Given instruction
Convert the material below into a CSV with two columns, text and answer. Each text gets its own row, with its full answer beside it. Put each field in double quotes and turn any line breaks into spaces.

Provided information

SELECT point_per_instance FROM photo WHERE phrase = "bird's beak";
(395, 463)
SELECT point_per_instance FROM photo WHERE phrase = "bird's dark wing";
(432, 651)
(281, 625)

Answer to this task
text,answer
"SELECT point_per_instance FROM photo WHERE phrase = ""bird's beak"";","(395, 463)"
"SELECT point_per_instance FROM photo WHERE phrase = ""bird's dark wing"";","(432, 651) (281, 625)"